# TASK
Locate every line in the material below that has the word "catcher". Copy each of those lines.

# DATA TO PROCESS
== Segment start ==

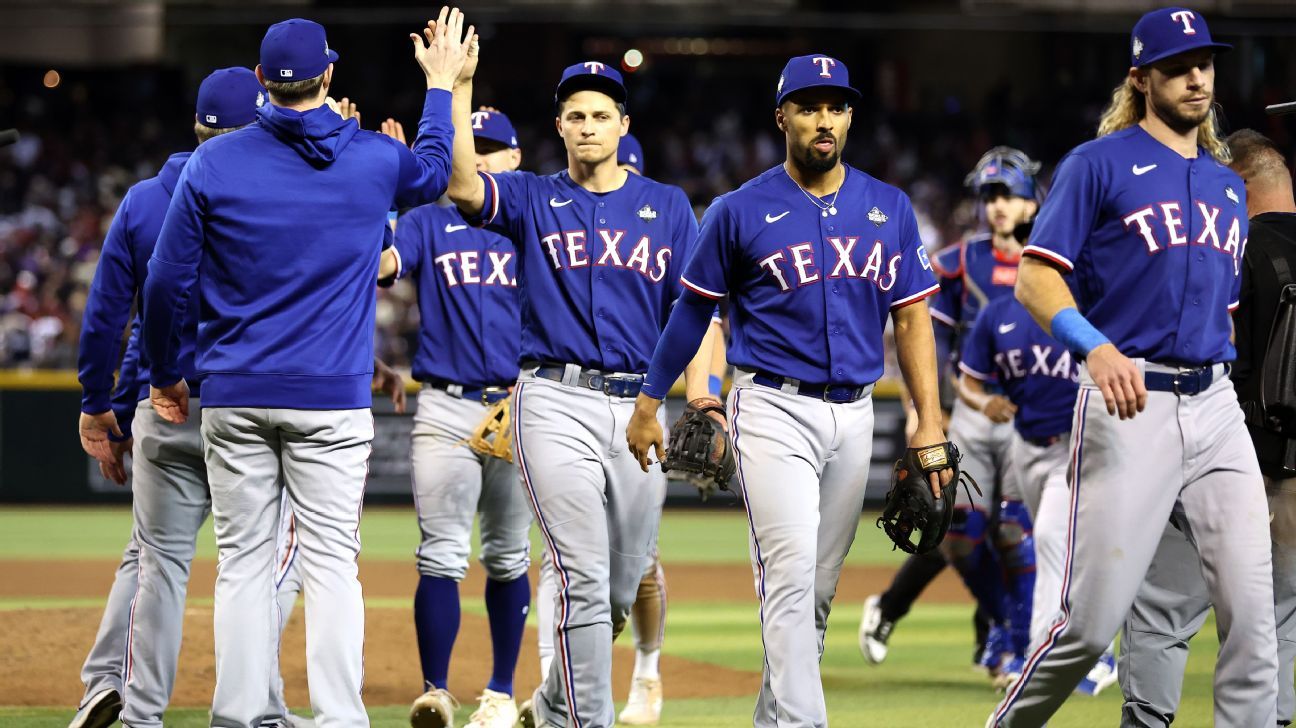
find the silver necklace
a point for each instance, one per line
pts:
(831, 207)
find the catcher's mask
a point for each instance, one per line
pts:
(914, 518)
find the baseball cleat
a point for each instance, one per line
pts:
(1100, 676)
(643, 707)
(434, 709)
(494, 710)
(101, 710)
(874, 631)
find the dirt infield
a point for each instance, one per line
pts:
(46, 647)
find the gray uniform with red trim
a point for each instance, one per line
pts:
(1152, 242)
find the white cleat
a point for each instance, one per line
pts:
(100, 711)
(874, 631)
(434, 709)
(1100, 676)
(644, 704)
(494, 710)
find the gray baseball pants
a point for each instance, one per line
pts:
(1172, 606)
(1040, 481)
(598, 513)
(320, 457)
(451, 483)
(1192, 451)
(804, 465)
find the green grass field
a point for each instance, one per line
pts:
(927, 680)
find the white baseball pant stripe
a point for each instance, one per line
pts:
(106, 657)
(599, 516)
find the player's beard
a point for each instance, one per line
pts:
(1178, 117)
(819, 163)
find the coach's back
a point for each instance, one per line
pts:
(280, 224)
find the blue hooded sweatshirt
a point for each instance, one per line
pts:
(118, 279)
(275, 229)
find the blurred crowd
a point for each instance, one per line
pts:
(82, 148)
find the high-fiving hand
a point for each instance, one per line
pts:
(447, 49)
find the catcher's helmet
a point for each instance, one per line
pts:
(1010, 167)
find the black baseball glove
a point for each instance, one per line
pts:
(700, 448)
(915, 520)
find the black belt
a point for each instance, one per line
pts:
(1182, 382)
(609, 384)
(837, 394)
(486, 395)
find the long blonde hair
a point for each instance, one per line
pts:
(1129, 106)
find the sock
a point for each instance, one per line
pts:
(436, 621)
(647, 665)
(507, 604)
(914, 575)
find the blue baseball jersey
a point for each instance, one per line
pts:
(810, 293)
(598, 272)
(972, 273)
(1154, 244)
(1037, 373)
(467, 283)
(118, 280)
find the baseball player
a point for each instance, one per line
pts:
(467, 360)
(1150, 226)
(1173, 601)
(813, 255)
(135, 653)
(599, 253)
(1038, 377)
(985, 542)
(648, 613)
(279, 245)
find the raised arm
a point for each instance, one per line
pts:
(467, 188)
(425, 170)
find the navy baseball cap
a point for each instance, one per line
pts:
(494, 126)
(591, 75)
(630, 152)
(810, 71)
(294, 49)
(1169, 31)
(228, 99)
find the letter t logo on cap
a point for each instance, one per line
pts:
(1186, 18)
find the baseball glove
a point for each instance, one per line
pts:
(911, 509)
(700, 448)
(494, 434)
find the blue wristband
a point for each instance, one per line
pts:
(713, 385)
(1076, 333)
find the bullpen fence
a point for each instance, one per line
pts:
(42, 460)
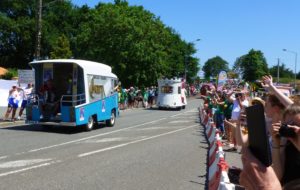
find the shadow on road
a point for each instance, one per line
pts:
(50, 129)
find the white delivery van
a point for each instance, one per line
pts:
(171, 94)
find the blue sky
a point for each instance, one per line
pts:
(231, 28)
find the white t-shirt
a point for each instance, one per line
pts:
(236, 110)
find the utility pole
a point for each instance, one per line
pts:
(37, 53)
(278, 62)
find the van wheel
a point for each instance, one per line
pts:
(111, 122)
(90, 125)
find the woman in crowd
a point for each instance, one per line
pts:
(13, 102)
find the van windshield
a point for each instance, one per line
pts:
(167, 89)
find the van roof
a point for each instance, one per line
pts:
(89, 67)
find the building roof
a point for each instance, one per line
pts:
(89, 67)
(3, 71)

== Segment end ==

# PROBLEM SOLUTION
find the catcher's mask
find the catcher's helmet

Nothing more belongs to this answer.